[start of PROVIDED RECORDS]

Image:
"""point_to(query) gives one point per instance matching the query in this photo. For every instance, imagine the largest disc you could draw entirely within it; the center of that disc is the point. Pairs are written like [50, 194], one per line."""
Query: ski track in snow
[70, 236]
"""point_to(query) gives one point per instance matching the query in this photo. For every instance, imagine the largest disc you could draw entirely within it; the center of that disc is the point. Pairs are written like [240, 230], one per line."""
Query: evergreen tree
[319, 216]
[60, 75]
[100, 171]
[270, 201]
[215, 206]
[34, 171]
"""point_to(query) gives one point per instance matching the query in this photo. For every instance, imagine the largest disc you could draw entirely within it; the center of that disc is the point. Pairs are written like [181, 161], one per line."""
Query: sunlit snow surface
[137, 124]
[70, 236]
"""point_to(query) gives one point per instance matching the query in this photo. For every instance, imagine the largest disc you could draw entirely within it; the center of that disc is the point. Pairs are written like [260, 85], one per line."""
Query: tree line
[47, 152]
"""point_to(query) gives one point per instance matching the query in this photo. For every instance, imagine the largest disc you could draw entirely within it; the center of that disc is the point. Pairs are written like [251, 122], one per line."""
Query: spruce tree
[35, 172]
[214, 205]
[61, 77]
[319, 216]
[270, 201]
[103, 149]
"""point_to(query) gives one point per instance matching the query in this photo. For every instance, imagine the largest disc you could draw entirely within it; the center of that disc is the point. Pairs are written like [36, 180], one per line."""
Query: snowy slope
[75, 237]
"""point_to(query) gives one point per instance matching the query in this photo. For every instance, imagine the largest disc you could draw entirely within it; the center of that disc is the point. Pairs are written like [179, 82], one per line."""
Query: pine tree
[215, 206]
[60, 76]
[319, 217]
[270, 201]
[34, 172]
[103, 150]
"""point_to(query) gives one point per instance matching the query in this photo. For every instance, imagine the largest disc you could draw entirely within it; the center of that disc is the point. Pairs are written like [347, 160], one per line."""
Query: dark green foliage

[end of PROVIDED RECORDS]

Write out the entire listing above word for word, keeping every line in its original order and form.

#### COMPLETE RESPONSE
Image:
"""point_to(query) gives one point per instance matching the query in this photo. For every instance, imagine the largest disc you could draw entirely within it; the center of that disc is the point. Pairs are written like [50, 194], one per line."""
Query: ski track in snow
[70, 236]
"""point_to(query) gives one point per instance matching the query in this photo. For every instance, imagine the largest disc you could draw entirely within it; the center of that disc is the point. Pairs are written like [240, 230], one per line."""
Query: evergreen tree
[319, 216]
[60, 75]
[100, 171]
[270, 201]
[215, 206]
[34, 171]
"""point_to(query) gives one point per instance matching the query in this photo. For every instance, imagine the largest disc you could draw entirely within it; the center of that disc is the point. Pairs are written like [181, 161], one per line."""
Query: sunlit snow surface
[137, 124]
[70, 236]
"""point_to(query) gives one point per instance matching the query in this photo. For every instance, imagine the largest disc you could draw entirely within it; the center of that disc is the point. Pairs are written like [260, 85], one per line."""
Query: tree line
[47, 152]
"""point_to(query) gives one point per instance matching the query in this photo. For every instance, imagine the largest disc you could draw entirely within it; the center of that disc is the point. Pairs are written like [251, 122], one per line."""
Query: spruce tree
[35, 172]
[214, 205]
[61, 77]
[319, 216]
[270, 201]
[103, 149]
"""point_to(query) gives one point per instance matching the query in this photo. For every instance, imagine the largest disc you could draw entirely within it; the center of that disc is the point. Pairs are written like [36, 180], one per line."""
Query: snowy slope
[75, 237]
"""point_to(query) gives one point per instance matching the query in this photo. For every instance, imagine the largest disc you could draw entirely within it; the center of that disc is the point. Pairs are written like [179, 82], one per line."""
Query: pine tree
[215, 206]
[60, 76]
[319, 217]
[270, 201]
[34, 172]
[103, 150]
"""point_to(query) gives one point per instance matching the query in this photo. For every instance, imagine the largest disc you could draw entirely within it; the center of that disc is the point. Pairs are written like [347, 160], one per line."""
Query: dark green foliage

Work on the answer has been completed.